# Work order:
Every single entry must be restated word for word.

Stored data entries:
◇ ◇ ◇ ◇ ◇ ◇ ◇

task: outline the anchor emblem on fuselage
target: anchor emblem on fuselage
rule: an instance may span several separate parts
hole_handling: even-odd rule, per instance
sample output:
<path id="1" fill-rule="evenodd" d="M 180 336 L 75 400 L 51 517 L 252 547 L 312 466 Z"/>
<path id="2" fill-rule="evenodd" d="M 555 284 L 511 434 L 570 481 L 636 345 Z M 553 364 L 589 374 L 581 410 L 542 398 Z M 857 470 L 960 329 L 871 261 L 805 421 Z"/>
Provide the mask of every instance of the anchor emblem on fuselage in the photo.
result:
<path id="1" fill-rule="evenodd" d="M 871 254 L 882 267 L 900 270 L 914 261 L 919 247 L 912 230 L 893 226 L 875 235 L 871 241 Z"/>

◇ ◇ ◇ ◇ ◇ ◇ ◇

# Answer to the problem:
task: outline the anchor emblem on fuselage
target: anchor emblem on fuselage
rule: an instance may span several separate parts
hole_handling: even-odd rule, per instance
sample output:
<path id="1" fill-rule="evenodd" d="M 180 336 L 75 400 L 51 517 L 252 547 L 312 466 Z"/>
<path id="2" fill-rule="evenodd" d="M 555 284 L 511 434 L 570 481 L 636 345 Z M 553 364 L 589 374 L 581 410 L 542 398 Z M 857 470 L 960 329 L 871 261 L 805 421 Z"/>
Provide the mask of every instance of the anchor emblem on fuselage in the photo.
result:
<path id="1" fill-rule="evenodd" d="M 871 254 L 882 267 L 900 270 L 914 261 L 919 247 L 912 230 L 893 226 L 875 235 L 871 241 Z"/>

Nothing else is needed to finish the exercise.